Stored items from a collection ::
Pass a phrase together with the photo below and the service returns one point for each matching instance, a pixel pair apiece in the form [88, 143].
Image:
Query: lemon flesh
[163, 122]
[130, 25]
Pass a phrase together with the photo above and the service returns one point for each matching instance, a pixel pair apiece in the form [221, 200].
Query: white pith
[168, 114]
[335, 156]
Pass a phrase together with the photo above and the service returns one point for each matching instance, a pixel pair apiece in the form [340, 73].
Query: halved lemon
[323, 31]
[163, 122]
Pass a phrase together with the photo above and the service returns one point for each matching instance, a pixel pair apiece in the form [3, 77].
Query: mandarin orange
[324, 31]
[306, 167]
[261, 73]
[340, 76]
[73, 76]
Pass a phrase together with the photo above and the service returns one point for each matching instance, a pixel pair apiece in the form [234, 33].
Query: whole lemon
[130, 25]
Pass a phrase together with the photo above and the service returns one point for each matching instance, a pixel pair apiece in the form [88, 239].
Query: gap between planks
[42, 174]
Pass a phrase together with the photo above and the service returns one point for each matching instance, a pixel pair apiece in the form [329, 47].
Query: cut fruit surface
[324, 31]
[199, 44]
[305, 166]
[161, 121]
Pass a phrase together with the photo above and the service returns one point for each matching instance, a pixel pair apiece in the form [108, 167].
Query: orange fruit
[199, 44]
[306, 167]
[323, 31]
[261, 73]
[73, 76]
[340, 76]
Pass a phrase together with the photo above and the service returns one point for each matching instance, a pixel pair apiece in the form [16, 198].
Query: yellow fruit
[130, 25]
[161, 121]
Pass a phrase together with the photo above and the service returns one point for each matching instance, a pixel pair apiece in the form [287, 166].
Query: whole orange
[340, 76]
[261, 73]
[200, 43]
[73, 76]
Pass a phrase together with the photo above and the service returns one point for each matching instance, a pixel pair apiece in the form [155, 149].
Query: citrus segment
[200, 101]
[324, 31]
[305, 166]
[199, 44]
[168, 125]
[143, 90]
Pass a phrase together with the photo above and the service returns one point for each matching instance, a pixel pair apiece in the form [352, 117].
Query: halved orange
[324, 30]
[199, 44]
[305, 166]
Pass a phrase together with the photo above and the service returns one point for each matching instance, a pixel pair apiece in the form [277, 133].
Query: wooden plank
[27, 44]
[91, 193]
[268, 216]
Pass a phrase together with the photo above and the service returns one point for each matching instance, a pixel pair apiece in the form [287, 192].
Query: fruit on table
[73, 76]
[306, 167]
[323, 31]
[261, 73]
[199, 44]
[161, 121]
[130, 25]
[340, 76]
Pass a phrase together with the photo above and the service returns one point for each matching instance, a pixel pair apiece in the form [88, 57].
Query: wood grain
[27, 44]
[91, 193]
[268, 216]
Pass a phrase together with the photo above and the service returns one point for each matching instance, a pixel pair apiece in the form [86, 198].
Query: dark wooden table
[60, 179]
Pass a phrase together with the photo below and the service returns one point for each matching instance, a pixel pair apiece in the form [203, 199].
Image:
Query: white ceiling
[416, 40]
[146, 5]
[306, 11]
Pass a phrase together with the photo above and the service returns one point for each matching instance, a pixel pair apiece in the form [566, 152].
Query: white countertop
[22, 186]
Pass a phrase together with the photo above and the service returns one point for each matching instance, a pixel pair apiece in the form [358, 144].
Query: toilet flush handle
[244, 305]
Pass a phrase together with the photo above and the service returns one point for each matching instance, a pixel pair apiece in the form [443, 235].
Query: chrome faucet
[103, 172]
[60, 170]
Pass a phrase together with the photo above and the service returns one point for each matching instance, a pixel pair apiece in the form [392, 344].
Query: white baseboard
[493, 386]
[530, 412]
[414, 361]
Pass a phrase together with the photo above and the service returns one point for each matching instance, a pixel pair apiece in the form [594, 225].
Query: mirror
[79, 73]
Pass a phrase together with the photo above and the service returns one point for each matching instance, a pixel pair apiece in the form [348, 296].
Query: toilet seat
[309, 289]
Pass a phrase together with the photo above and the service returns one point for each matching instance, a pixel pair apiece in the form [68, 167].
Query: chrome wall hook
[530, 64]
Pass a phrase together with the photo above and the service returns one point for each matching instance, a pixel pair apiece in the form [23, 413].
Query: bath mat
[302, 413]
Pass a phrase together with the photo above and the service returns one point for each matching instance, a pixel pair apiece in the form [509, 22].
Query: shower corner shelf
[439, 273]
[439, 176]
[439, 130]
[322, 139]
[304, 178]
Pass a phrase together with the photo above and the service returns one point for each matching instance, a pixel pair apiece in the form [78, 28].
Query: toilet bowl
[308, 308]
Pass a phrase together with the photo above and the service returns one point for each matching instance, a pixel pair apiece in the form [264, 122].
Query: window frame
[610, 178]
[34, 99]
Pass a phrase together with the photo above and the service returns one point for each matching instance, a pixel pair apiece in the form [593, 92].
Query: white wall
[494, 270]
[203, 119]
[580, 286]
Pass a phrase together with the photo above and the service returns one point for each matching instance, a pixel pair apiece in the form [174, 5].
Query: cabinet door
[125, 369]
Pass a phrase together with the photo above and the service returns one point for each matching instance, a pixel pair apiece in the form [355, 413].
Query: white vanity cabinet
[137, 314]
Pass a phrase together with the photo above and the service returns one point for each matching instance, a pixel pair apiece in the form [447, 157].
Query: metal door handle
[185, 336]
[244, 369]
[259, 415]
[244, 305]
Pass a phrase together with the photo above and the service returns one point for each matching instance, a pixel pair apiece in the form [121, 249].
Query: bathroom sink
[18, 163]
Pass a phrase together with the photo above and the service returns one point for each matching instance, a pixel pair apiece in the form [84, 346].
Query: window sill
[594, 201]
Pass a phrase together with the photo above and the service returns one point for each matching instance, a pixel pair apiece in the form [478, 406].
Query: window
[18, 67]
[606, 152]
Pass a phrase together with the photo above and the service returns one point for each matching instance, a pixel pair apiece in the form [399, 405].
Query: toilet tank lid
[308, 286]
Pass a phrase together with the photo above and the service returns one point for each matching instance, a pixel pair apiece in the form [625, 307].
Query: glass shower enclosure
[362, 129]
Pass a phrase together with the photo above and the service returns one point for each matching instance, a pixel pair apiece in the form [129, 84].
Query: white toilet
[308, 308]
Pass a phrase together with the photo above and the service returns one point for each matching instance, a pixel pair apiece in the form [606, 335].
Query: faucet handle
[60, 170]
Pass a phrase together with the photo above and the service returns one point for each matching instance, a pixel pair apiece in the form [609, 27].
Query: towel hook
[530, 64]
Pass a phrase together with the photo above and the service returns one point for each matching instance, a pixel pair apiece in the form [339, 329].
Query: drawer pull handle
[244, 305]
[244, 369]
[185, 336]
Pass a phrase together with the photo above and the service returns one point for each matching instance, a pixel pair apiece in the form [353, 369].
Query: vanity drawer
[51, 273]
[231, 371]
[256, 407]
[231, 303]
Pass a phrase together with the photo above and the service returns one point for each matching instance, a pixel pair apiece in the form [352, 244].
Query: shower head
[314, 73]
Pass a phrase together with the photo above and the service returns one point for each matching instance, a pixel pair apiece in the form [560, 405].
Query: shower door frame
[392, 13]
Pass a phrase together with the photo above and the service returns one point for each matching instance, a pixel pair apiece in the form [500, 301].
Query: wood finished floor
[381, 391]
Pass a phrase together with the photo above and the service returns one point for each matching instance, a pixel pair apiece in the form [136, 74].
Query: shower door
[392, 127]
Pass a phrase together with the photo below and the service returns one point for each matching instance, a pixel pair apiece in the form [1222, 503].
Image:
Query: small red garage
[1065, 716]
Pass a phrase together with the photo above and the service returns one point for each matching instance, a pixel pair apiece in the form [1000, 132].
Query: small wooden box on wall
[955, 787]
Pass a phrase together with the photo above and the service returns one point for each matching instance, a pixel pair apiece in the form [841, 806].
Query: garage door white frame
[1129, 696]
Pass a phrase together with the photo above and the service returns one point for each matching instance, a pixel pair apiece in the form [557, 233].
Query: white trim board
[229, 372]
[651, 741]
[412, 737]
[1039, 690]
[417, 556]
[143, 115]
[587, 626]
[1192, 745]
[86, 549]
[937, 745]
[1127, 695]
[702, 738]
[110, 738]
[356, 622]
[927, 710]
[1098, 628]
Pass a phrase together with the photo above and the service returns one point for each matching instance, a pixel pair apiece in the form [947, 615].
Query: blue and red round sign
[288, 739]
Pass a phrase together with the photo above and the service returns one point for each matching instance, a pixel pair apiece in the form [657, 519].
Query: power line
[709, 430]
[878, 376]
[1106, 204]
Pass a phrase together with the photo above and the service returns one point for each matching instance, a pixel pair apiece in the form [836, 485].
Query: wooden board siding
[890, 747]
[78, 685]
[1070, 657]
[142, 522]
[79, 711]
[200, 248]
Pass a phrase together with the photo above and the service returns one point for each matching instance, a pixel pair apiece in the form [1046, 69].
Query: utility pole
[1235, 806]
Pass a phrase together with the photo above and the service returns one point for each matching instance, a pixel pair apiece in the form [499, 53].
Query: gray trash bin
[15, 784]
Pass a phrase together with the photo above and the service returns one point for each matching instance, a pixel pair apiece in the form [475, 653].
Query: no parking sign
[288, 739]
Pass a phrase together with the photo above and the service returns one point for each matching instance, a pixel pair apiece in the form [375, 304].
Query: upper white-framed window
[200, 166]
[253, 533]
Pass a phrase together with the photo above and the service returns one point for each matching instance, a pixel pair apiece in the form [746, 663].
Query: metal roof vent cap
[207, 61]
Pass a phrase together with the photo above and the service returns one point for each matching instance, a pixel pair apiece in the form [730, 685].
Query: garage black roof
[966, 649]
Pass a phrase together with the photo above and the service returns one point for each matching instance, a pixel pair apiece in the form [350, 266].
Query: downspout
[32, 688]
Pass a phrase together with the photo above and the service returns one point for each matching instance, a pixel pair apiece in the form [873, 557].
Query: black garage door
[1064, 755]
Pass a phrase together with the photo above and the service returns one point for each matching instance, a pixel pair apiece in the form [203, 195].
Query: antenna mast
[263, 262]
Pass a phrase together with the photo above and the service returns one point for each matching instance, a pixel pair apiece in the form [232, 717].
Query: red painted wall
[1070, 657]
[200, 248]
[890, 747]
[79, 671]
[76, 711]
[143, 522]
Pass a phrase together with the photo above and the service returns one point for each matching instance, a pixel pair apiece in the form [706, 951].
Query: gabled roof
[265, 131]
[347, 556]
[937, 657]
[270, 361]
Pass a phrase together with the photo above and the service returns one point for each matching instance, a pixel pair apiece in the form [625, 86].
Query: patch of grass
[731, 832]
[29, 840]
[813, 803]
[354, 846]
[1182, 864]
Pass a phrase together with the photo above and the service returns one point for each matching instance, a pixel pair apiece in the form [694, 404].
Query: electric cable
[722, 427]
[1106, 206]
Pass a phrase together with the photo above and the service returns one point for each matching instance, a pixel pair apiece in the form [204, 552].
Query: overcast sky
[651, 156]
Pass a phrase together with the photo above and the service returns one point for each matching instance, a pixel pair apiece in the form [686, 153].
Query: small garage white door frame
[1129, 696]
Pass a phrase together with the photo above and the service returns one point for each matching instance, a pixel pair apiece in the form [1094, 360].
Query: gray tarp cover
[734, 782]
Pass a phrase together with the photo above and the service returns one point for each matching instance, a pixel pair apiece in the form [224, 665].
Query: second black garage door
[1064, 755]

Written request ::
Write out exactly the lines from the line holding "form [203, 195]." through the last line of the data, and nothing besides those lines.

Full answer ::
Pass a phrase together with the photo above and the service returns one point for each matching instance, a pixel pair apiece in the form [203, 195].
Query: antenna mast
[263, 262]
Pass a phrase together with the photo above and the service returns one point for each matching instance, a pixel pair apiece in the form [232, 717].
Query: red painted wall
[1070, 657]
[200, 248]
[890, 747]
[79, 671]
[76, 711]
[143, 522]
Pass a phrase together with the photo above and the service returns one point for each matching instance, a pixel pair apiece in the form [706, 951].
Query: gabled roof
[265, 131]
[347, 556]
[937, 657]
[270, 361]
Pass a phrase together with the photo above and the service returns one point for each matching instance, a pixel pair apiece in the form [625, 86].
Query: patch of grass
[731, 832]
[29, 840]
[813, 803]
[354, 846]
[1182, 864]
Pass a phrase together with the photo above and the service returns one point for each matching instance, a pixel pair apiece in the form [694, 404].
Query: electric cable
[722, 427]
[1106, 206]
Pass a phrase together with the photo above and the service returns one point for each matching instance, a pixel pair apiece in the form [204, 552].
Query: overcast sky
[651, 156]
Pass a phrase together with the photo above and the service returns one point for each matching instance, a pixel pair apiece in the form [686, 153].
Query: small garage white door frame
[1129, 696]
Pass a phrase together with the photo above and the service returns one point for each matching instance, a pixel pair apiece in the form [1094, 360].
Query: gray tarp cover
[734, 782]
Pass a phrase together with the photo above and the service returns one point for each matching instance, a pixel pair apiece in the form [224, 665].
Query: second black garage door
[1064, 755]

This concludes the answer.